======== SOURCE RECORDS

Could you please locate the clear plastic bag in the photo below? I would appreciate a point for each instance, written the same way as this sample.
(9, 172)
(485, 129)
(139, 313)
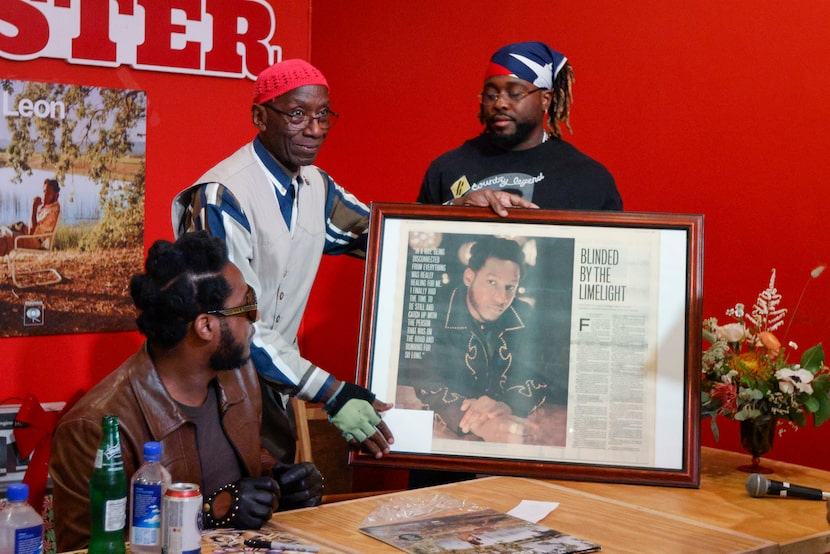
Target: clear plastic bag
(417, 506)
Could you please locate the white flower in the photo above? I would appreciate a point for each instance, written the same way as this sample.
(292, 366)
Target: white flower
(731, 332)
(791, 379)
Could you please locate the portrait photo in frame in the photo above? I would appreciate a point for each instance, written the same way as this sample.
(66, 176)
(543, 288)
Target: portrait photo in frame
(547, 344)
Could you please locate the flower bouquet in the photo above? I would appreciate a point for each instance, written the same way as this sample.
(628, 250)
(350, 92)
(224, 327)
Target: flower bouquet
(749, 376)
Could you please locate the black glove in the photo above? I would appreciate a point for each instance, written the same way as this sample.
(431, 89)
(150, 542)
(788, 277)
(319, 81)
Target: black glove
(346, 392)
(246, 504)
(301, 485)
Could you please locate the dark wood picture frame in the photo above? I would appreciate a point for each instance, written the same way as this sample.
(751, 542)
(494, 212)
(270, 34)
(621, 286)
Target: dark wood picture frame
(611, 303)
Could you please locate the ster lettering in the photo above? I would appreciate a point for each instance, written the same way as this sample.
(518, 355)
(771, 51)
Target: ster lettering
(205, 37)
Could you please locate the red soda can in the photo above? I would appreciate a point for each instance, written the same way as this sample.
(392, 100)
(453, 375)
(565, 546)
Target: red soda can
(182, 515)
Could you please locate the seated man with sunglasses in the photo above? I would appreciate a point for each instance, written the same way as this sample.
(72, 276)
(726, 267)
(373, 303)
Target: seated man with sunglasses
(192, 388)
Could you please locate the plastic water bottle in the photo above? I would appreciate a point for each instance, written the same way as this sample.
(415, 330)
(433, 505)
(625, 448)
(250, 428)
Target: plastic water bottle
(108, 493)
(21, 527)
(147, 489)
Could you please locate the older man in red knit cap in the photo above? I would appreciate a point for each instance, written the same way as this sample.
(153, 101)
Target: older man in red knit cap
(279, 214)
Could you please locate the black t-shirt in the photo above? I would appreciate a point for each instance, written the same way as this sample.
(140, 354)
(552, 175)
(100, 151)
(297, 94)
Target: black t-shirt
(554, 175)
(217, 457)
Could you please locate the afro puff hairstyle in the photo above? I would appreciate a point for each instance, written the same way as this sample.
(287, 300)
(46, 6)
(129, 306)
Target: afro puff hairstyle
(182, 279)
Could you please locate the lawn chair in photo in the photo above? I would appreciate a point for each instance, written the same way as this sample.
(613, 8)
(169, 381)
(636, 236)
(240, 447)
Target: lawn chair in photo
(23, 261)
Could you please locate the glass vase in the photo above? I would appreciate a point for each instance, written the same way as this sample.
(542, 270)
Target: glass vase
(756, 438)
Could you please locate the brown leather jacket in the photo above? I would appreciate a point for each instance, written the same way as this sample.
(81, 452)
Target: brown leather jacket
(146, 412)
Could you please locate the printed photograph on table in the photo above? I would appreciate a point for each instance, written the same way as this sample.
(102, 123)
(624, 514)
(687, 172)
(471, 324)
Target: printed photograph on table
(547, 344)
(479, 531)
(72, 165)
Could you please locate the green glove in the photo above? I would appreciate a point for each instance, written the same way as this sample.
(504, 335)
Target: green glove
(356, 420)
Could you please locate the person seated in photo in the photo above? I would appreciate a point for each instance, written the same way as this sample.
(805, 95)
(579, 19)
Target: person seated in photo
(45, 213)
(483, 376)
(192, 388)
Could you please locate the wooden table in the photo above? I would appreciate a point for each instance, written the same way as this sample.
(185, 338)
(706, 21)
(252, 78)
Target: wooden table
(718, 517)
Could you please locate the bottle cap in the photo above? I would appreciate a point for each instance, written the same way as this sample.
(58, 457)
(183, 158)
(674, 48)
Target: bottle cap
(152, 451)
(18, 492)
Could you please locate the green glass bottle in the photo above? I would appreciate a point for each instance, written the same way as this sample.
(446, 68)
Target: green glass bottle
(108, 493)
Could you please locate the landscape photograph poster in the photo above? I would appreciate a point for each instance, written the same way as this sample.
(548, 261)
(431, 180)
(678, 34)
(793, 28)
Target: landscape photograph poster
(72, 169)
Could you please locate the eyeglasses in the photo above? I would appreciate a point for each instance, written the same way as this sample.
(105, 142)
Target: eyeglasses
(490, 98)
(249, 309)
(299, 119)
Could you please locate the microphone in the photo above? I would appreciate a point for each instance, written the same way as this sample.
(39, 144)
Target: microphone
(757, 486)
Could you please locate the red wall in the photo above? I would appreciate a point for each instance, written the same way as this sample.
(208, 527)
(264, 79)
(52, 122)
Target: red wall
(700, 107)
(192, 122)
(697, 107)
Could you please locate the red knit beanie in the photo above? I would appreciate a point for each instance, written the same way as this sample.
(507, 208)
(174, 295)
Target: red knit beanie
(285, 76)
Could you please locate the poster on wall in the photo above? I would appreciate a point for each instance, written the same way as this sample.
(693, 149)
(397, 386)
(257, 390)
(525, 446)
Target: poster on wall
(72, 167)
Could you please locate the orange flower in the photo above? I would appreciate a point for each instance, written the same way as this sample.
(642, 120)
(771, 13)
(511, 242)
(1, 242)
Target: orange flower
(768, 340)
(752, 364)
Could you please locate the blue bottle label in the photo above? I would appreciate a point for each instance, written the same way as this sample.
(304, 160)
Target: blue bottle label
(146, 514)
(29, 540)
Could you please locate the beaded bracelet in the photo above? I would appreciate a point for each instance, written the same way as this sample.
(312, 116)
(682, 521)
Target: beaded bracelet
(210, 519)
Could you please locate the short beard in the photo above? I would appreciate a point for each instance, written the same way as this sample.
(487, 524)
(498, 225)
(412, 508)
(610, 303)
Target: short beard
(230, 354)
(508, 142)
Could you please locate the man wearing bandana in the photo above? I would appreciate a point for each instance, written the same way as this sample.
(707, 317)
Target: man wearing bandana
(526, 96)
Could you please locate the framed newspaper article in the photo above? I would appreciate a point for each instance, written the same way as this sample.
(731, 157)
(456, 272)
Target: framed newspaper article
(549, 343)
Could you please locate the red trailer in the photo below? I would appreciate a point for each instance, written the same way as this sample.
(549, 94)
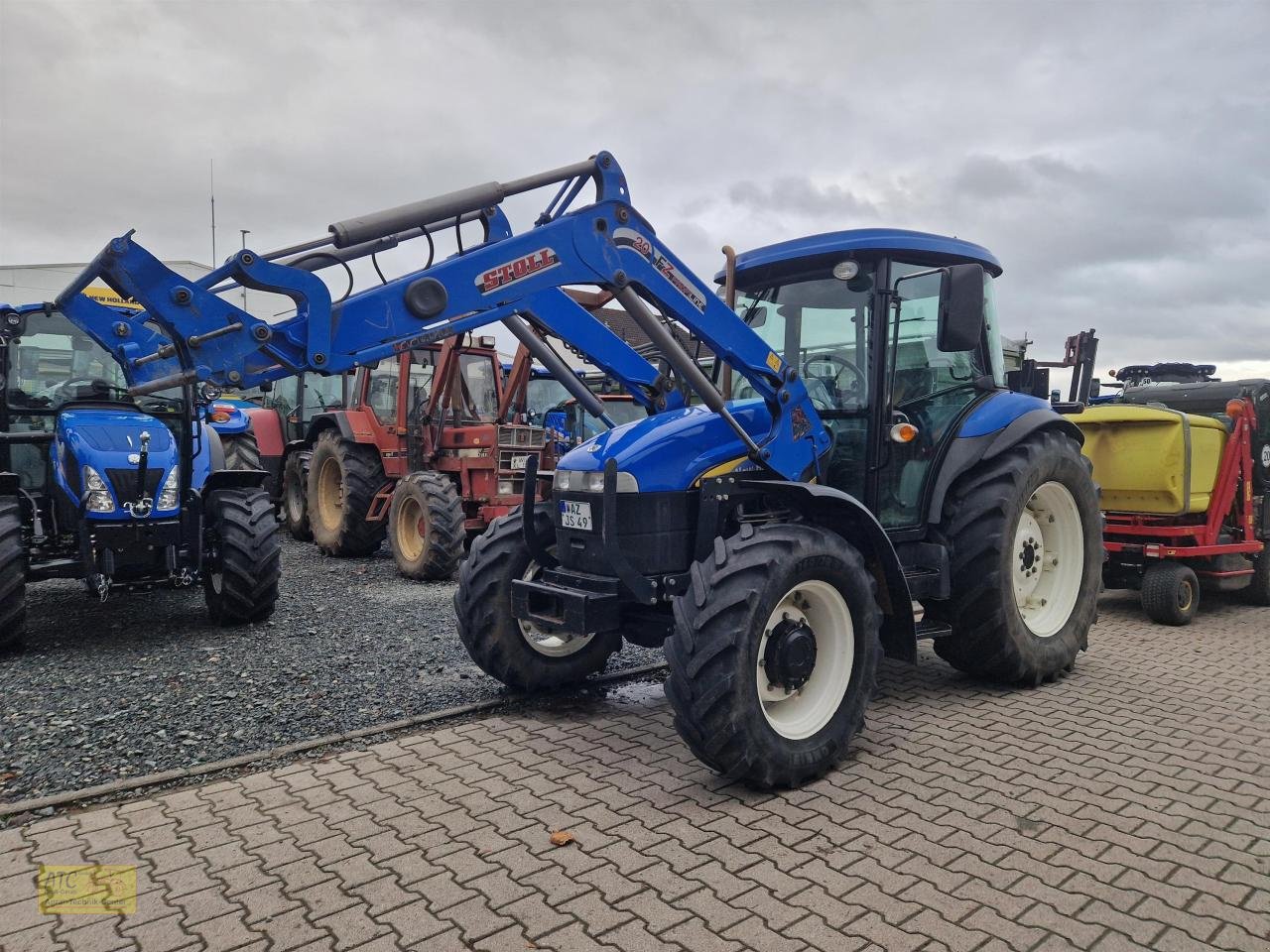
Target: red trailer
(1173, 557)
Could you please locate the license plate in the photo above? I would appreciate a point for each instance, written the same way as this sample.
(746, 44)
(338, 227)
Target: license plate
(574, 516)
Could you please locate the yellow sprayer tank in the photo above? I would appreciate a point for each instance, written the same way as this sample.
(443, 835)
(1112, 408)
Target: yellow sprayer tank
(1152, 460)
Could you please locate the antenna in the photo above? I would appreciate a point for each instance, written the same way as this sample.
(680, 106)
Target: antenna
(212, 180)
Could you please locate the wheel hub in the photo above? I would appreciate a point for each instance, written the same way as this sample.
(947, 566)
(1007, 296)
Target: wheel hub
(789, 657)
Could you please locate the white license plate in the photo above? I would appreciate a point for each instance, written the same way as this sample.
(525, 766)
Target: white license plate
(574, 516)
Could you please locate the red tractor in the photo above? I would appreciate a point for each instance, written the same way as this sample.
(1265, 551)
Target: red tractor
(423, 454)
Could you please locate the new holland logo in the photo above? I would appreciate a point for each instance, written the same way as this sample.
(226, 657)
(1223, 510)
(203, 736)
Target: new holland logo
(141, 508)
(516, 271)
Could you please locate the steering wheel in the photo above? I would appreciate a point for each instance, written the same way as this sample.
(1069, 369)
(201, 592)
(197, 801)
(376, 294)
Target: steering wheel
(855, 376)
(96, 384)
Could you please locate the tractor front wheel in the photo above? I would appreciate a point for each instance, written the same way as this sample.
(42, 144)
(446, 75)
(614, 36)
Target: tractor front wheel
(775, 654)
(343, 479)
(1026, 562)
(13, 576)
(426, 527)
(295, 507)
(244, 562)
(517, 653)
(1170, 593)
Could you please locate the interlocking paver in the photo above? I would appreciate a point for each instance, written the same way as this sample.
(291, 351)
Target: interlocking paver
(1120, 807)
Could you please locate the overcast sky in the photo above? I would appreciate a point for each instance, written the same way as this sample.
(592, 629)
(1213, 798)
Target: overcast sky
(1115, 157)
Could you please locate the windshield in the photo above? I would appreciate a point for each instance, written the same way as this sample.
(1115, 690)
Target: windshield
(821, 325)
(55, 363)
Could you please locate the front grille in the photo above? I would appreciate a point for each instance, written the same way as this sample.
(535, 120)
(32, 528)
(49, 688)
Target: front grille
(526, 436)
(125, 483)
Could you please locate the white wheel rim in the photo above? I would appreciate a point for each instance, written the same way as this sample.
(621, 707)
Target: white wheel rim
(801, 714)
(1048, 558)
(545, 643)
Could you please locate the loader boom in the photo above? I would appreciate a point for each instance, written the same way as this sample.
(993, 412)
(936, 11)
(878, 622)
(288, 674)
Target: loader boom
(606, 244)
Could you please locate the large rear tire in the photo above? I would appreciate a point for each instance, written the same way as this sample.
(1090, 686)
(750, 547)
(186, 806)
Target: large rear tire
(517, 653)
(1026, 560)
(241, 451)
(13, 576)
(426, 527)
(244, 563)
(343, 479)
(295, 507)
(1170, 593)
(751, 698)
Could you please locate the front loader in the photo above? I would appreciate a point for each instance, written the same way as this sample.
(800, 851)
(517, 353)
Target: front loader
(870, 481)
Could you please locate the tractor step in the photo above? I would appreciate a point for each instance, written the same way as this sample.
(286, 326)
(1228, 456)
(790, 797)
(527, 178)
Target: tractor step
(931, 629)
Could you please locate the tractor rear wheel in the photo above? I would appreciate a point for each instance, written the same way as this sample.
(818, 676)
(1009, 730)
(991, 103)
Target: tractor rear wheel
(343, 479)
(241, 451)
(1026, 561)
(1170, 593)
(775, 654)
(1259, 588)
(13, 576)
(426, 527)
(517, 653)
(295, 508)
(241, 571)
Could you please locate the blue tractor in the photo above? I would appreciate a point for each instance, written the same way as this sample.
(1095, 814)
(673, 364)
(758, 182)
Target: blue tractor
(844, 476)
(121, 492)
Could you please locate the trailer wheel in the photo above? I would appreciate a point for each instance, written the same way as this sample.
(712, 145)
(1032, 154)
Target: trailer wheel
(517, 653)
(1170, 593)
(343, 479)
(1259, 588)
(775, 654)
(426, 527)
(13, 576)
(1026, 561)
(244, 558)
(295, 508)
(241, 451)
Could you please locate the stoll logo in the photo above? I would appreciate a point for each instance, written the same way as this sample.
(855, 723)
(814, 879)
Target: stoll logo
(516, 271)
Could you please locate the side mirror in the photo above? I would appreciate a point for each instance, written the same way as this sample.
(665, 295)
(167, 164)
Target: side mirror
(960, 322)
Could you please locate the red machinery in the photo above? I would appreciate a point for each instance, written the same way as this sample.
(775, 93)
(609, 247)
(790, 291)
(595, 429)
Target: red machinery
(1171, 556)
(425, 454)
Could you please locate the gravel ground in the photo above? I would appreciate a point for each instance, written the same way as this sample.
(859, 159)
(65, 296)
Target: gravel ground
(144, 683)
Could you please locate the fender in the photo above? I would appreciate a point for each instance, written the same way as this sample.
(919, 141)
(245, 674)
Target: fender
(331, 420)
(267, 426)
(849, 518)
(968, 451)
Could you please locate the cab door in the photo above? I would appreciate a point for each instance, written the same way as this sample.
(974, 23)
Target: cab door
(926, 393)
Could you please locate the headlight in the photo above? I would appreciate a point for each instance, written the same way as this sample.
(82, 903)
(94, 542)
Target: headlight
(169, 490)
(98, 493)
(575, 481)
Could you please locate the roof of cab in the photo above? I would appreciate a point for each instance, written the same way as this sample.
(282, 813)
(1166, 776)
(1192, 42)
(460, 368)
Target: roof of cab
(866, 240)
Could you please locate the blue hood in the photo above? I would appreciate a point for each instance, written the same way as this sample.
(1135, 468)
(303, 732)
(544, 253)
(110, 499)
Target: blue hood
(104, 439)
(670, 451)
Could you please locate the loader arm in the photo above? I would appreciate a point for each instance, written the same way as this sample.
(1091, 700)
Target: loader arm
(606, 244)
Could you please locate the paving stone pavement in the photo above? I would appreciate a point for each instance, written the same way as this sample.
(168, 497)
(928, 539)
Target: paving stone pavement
(1127, 806)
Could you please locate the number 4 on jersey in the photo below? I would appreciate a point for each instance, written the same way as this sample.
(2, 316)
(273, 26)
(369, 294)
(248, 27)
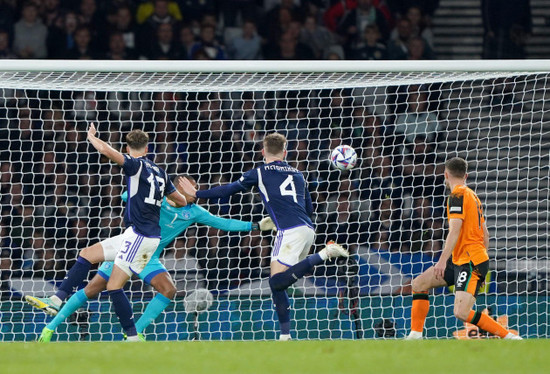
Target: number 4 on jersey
(288, 192)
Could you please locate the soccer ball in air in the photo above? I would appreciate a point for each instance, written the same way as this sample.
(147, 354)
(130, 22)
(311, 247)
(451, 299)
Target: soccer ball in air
(343, 157)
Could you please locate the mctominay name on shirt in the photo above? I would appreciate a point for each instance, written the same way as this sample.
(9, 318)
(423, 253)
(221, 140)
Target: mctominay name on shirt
(280, 168)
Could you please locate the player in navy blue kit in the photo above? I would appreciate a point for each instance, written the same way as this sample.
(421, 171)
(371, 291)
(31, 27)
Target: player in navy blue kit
(147, 185)
(287, 200)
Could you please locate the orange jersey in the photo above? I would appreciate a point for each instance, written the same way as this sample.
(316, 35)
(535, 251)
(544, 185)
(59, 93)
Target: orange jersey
(464, 204)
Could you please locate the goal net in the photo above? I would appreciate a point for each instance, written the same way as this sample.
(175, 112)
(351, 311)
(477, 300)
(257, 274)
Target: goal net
(404, 120)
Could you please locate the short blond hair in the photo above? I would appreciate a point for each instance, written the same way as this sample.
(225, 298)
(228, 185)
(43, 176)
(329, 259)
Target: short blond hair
(137, 139)
(274, 143)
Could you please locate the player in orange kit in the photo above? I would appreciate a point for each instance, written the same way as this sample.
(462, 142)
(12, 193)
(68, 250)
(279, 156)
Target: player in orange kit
(467, 242)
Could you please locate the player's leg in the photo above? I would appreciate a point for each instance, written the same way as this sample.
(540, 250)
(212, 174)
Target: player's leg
(77, 300)
(288, 264)
(290, 246)
(421, 300)
(120, 301)
(159, 278)
(136, 251)
(469, 279)
(102, 251)
(281, 302)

================

REQUIRED TASK:
Reproduce the listing above exactly from the line containing "Could you please locate the short blond" through its last line, with both of those lines included.

WRITTEN SOLUTION:
Could you please locate the short blond hair in the photo above? I would appreciate a point for each instance, written the same way as this sample.
(225, 298)
(228, 185)
(43, 176)
(329, 259)
Target: short blond hair
(137, 139)
(274, 143)
Could you please locate the player in orange kit in the photo above? I would appreciate a point for each instance, written the same way as this sample.
(462, 142)
(12, 193)
(68, 250)
(279, 156)
Target: player in orange kit
(467, 242)
Could you please locate the player's leg in the photo above? I would appreciate a point for each instance, written the same way as this sample.
(540, 250)
(212, 174)
Target: player's leg
(77, 300)
(288, 264)
(290, 246)
(421, 300)
(120, 301)
(159, 278)
(136, 251)
(469, 279)
(102, 251)
(281, 302)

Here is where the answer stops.